=== 주어진 정보 ===

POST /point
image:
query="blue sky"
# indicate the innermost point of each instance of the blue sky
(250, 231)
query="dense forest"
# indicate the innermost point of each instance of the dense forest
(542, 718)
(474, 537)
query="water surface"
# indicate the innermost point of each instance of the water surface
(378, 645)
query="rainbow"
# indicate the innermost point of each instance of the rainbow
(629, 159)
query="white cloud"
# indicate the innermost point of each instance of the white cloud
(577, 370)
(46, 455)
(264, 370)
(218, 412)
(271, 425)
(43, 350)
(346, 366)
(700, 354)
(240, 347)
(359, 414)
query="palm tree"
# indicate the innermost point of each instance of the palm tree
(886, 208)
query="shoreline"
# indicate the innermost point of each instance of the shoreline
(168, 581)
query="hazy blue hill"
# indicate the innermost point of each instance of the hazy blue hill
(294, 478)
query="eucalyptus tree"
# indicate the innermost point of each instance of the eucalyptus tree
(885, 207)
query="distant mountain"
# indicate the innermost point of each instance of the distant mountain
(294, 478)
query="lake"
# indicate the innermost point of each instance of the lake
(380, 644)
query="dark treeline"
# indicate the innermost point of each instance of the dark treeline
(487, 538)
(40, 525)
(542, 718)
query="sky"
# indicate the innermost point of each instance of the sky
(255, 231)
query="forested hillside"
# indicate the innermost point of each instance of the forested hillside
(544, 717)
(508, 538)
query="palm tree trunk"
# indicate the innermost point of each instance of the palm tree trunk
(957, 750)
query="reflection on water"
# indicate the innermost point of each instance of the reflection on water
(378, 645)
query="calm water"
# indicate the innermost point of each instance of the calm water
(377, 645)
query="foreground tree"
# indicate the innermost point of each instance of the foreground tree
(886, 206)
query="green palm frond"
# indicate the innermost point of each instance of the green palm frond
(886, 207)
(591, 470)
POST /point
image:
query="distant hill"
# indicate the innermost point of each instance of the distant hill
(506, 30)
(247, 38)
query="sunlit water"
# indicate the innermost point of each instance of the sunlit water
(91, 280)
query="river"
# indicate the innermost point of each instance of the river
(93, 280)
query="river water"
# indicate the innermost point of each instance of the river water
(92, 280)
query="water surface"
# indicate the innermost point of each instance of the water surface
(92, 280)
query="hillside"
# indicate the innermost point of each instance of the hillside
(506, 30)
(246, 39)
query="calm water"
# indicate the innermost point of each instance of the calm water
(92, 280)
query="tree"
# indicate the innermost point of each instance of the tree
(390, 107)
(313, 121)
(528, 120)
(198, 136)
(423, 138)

===

[과제 내용]:
목록에서 "treeline" 문자열이 들어 있는 줄을 모두 찾아 그대로 옮겨 적으세요.

[예상 출력]:
query="dark treeline"
# indicate the innermost point of each instance of the dark treeline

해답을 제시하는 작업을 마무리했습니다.